REQUIRED WORK: Send back all the data below, exactly as given.

SOURCE DATA:
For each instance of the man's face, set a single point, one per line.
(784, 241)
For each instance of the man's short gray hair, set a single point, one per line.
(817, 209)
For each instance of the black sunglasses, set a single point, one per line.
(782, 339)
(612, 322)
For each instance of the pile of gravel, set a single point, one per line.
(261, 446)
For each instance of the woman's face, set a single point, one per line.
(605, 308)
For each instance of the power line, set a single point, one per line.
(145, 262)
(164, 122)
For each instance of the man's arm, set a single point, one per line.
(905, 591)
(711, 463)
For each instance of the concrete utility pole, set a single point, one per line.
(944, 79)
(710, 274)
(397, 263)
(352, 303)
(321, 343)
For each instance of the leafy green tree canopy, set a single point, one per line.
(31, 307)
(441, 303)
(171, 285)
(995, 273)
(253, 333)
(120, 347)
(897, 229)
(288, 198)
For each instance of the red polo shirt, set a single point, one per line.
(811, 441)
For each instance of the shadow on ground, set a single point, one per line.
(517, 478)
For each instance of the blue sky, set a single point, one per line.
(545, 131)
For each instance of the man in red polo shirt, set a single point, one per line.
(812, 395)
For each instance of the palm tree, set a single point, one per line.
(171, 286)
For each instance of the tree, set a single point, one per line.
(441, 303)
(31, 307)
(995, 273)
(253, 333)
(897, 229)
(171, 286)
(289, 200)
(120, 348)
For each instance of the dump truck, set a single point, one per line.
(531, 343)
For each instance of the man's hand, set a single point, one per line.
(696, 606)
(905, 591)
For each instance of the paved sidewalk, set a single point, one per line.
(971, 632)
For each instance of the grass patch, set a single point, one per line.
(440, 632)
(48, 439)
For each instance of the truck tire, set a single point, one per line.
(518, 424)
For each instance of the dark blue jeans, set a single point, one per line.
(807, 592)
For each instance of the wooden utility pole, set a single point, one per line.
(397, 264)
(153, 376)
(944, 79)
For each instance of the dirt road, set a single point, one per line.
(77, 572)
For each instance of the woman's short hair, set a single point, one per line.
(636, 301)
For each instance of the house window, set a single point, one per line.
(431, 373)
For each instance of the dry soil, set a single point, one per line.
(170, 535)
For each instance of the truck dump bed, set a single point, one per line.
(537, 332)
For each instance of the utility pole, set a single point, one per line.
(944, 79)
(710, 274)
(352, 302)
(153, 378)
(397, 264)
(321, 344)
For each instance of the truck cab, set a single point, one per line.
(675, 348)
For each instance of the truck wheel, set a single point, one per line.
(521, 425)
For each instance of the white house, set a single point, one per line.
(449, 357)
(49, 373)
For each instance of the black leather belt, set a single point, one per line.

SOLVED PROBLEM:
For each instance of the man's face, set a single point, one per line.
(784, 241)
For each instance of the man's short gray hair, set a single point, one per line.
(817, 209)
For each instance of the black sunglasses, set a single point, one per line.
(782, 339)
(612, 322)
For each instance of the pile of gravel, set a single point, one per line.
(261, 446)
For each instance of the woman's face, set a single point, one per line.
(605, 308)
For each instance of the power line, set a single point, one per line.
(145, 262)
(164, 122)
For each instance of the man's arm, set a single point, one per line.
(905, 591)
(711, 463)
For each instance of the concrete utility pole, set a single point, one per line.
(944, 79)
(710, 274)
(397, 263)
(352, 303)
(321, 343)
For each instance of the leafy green tree canopy, set a single point, one per line.
(31, 307)
(441, 303)
(171, 285)
(995, 273)
(253, 333)
(120, 347)
(897, 229)
(288, 198)
For each instance of the red polo shirt, set a single point, one per line.
(811, 441)
For each instance of the shadow on ground, set a single point, one per line.
(517, 478)
For each instance of the blue sky, set a single point, one per line.
(545, 131)
For each instance of the man in red polo shirt, set a single point, one per line.
(812, 395)
For each instance of the palm tree, set a single point, one per line.
(171, 286)
For each instance of the tree, set a single point, one per line.
(441, 303)
(31, 307)
(995, 273)
(253, 333)
(897, 229)
(171, 286)
(289, 200)
(120, 348)
For each instance of the dump truck, set a single point, one per line.
(531, 343)
For each instance of the man's hand, set a single point, one per line.
(696, 606)
(905, 591)
For each instance of the paved sidewalk, set a single point, one per line.
(971, 632)
For each instance of the grass patch, set a single point, one per line.
(440, 632)
(48, 439)
For each instance of the truck tire, set a single point, one per line.
(518, 424)
For each instance of the dark blue jeans, set a single point, one per line.
(807, 592)
For each instance of the wooden utility pole, set a single point, one per line.
(397, 264)
(153, 376)
(944, 79)
For each instance of the dirt road, set a single point, one per line.
(77, 572)
For each instance of the woman's short hair, set a single point, one per line.
(636, 301)
For each instance of the house window, set a single point, one per line.
(431, 373)
For each instance of the dry soil, set a single point, one per line.
(170, 535)
For each instance of the truck dump bed, set a single point, one per line.
(537, 332)
For each instance of the utility pole, set a single point, one per line.
(944, 79)
(710, 274)
(352, 302)
(153, 378)
(397, 264)
(321, 344)
For each instance of the truck cab, set a single point, one per line.
(675, 348)
For each instance of the truck wheel, set a single point, one per line.
(521, 425)
For each instance of the white house, set a single point, one per line.
(449, 357)
(49, 373)
For each instance of the black leather belt, set a single point, one per line.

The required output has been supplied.